» **Instruction**:
Copy every line of the material below word for word, leaving nothing out.

» **Data entries**:
+ + + +

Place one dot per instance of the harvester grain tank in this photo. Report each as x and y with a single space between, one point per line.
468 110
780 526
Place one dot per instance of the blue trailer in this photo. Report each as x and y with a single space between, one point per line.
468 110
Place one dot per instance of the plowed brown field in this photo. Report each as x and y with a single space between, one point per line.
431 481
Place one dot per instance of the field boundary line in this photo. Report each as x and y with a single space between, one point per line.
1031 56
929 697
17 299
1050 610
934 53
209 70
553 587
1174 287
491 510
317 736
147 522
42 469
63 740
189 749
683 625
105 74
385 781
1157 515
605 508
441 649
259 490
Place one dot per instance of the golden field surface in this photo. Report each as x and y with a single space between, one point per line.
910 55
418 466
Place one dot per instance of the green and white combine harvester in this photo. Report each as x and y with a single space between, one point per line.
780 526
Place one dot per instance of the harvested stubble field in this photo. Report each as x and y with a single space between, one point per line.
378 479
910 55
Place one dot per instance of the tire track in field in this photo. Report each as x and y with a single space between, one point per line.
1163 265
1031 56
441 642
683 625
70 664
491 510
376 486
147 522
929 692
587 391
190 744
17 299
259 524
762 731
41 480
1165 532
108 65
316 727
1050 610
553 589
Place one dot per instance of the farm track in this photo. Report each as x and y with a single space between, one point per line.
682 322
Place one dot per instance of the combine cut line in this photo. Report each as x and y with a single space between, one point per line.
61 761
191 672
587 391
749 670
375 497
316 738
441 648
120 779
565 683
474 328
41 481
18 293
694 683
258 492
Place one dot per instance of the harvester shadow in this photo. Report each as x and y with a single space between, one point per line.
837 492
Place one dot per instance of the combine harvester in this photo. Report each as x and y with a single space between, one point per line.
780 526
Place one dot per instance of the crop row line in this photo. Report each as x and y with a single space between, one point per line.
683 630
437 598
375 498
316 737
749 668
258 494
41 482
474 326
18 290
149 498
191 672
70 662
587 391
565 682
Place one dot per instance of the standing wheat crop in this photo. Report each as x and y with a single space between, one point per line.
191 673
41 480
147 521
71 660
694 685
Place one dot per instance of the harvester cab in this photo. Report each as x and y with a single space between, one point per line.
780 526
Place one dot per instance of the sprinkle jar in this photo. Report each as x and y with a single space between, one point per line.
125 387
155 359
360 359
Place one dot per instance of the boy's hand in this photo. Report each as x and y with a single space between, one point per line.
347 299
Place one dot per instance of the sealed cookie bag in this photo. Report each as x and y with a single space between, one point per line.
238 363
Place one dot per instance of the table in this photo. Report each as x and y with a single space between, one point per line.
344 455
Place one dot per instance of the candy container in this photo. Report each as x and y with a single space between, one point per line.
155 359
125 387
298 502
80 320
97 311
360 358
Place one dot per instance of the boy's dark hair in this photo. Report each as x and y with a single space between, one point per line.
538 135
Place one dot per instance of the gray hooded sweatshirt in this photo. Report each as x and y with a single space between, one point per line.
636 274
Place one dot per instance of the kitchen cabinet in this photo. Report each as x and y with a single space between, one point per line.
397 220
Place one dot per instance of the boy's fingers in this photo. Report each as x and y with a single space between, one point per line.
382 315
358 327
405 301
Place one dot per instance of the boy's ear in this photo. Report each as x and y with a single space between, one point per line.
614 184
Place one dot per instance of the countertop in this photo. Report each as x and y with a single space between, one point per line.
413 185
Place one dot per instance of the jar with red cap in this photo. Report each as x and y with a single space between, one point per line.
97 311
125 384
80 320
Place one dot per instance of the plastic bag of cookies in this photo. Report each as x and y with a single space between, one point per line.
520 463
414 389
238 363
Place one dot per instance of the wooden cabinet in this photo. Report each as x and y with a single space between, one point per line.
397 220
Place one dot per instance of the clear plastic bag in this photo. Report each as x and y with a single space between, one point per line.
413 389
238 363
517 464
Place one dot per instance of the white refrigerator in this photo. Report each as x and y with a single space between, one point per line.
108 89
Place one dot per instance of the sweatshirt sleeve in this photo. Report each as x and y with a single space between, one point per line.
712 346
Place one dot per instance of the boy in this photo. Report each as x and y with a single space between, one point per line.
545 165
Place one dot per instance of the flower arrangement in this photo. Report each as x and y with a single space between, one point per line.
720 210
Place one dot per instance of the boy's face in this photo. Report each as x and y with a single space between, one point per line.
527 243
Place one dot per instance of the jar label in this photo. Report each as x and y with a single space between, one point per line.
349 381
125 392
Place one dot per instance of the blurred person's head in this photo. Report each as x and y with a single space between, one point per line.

+ + + +

» **Result of this task**:
Place one dot per instance of the harvester grain tank in this photo. Report each as x and y with a single space between, one point per line.
468 110
780 526
Place one dot per instance of the blue trailer in this photo. Report each as x and y with a single space between, one point per line.
468 110
Place one dot per instance of the plowed brown field in this photo. Report each as x and y with a single space between, one point per line.
431 481
Place one dot per instance of the field boundary line in this photo. Report each as x and y with a single space between, one point per line.
1031 56
929 697
17 299
1050 610
934 53
209 70
553 587
1174 287
491 510
317 736
147 522
42 469
63 740
189 749
683 625
105 74
385 781
1157 515
605 508
441 649
259 490
Place one dot per instance of the golden field surface in this photo. Report each as x and y with a single space between, one point per line.
910 55
418 466
Place one dot per instance of the green and white combine harvester in this photo. Report each as x and y with a single space between, one point per line.
780 526
Place one dot per instance of the harvested stubble field in this photo. Report each as x and y with a single space between, one point per line.
378 479
910 55
Place one dot per instance of the tire track in field in this photo. Report each as x and y with a single space between, one point per line.
1163 265
1031 56
441 642
683 625
70 664
491 510
376 486
147 522
929 692
587 391
190 744
17 299
259 524
762 731
41 480
1165 532
108 65
316 727
1050 610
553 589
Place one dot per instance of the farm track in this photo. Report each as x and y with a single space between, one point per line.
682 322
Place one dot per instance of the combine cut line in this photo. Report each as x and y with a single space between, one point per line.
61 761
191 672
587 391
749 670
375 497
316 738
441 648
120 779
565 683
474 328
41 481
18 293
694 683
258 492
Place one dot per instance of the harvester shadow in this photo. Report each as x and y with a single space between, one point per line.
837 492
Place one dot per instance of the combine harvester in this photo. Report each as x and y with a single space between, one point per line.
780 526
Place one dot per instance of the crop row line in this photo. Report each as x and y with a single space between, one point per line.
683 630
437 598
375 498
316 737
749 668
258 494
41 482
474 326
18 290
149 498
191 672
70 662
587 391
565 682
Place one dot per instance of the standing wheat crop in this photo. Report each as x and y with a single space between, one point per line.
191 673
41 480
147 521
71 660
694 685
Place one dot per instance of the harvester cab in this photo. Report each as x and y with a single space between, one point per line.
780 526
Place one dot per instance of the sprinkle jar in this photo. Report each as x and y with a single space between, one point per line.
125 387
155 359
360 359
Place one dot per instance of the boy's hand in this photo. Report each as x and y with a single space between, one point per line.
347 299
Place one dot per instance of the sealed cookie bag in this photo. Report each as x and y with a single space between, one point per line.
238 363
Place one dot per instance of the table in this photo. Report each as x and y with a single space between, one point per line.
344 455
Place one dot per instance of the candy container in this photo. Report each as x and y with a single space between, one point per line.
155 359
125 387
298 502
80 320
97 311
360 358
Place one dot per instance of the boy's dark hair in this photo. Report each as x and y with a single space between, one point per line.
538 135
Place one dot per instance of the gray hooded sweatshirt in this photo. Report each as x and y with a single space between, one point per line.
636 274
Place one dot per instance of the kitchen cabinet in this photo. Report each as x and y with a single space between, one point per line.
397 220
Place one dot per instance of the boy's fingers in this photo. Report each as x and y with a single space between, one point per line.
382 315
358 327
405 301
Place one dot per instance of the boy's ear in this photo. Report each as x and y with a single space between, one point per line.
614 184
Place one dot per instance of the countertop in this photo. Report each as x and y with a single space between, one point per line.
413 185
Place one dot per instance of the jar with red cap in this photo. Report each as x and y with a single space between, one point per line.
97 311
125 384
80 320
Place one dot per instance of the plastic bag of cookies in this photo. Report each as x and y with a single space between, one point per line.
520 463
414 389
238 363
Place one dot per instance of the wooden cabinet in this photo. Report each as x and y with a single space between, one point per line.
397 220
Place one dot per instance of the clear plastic bag in this photo. Report each as x and y with a single space between, one point per line.
413 389
238 363
517 464
Place one dot per instance of the white refrigerator in this photo. Report each as x and y with a single space between, one point per line.
108 89
Place one dot per instance of the sweatshirt sleeve in this photo. Report each as x and y with a single space between, one point per line.
712 346
Place one dot per instance of the boy in this photo. Report each as x and y with a single space between, one point per line.
545 165
Place one dot per instance of the flower arrangement in this photo. Report each as x and y with a single space between, one point per line.
720 210
Place one dot per instance of the boy's face in this photo. Report each as x and y with a single space between, one point per line.
527 243
Place one dot per instance of the jar label in this photo. Report each as x and y with a single space between, one point per line.
349 381
125 392
Place one dot per instance of the blurred person's head in this photo. Report each as x and y with a single space between, one point per line.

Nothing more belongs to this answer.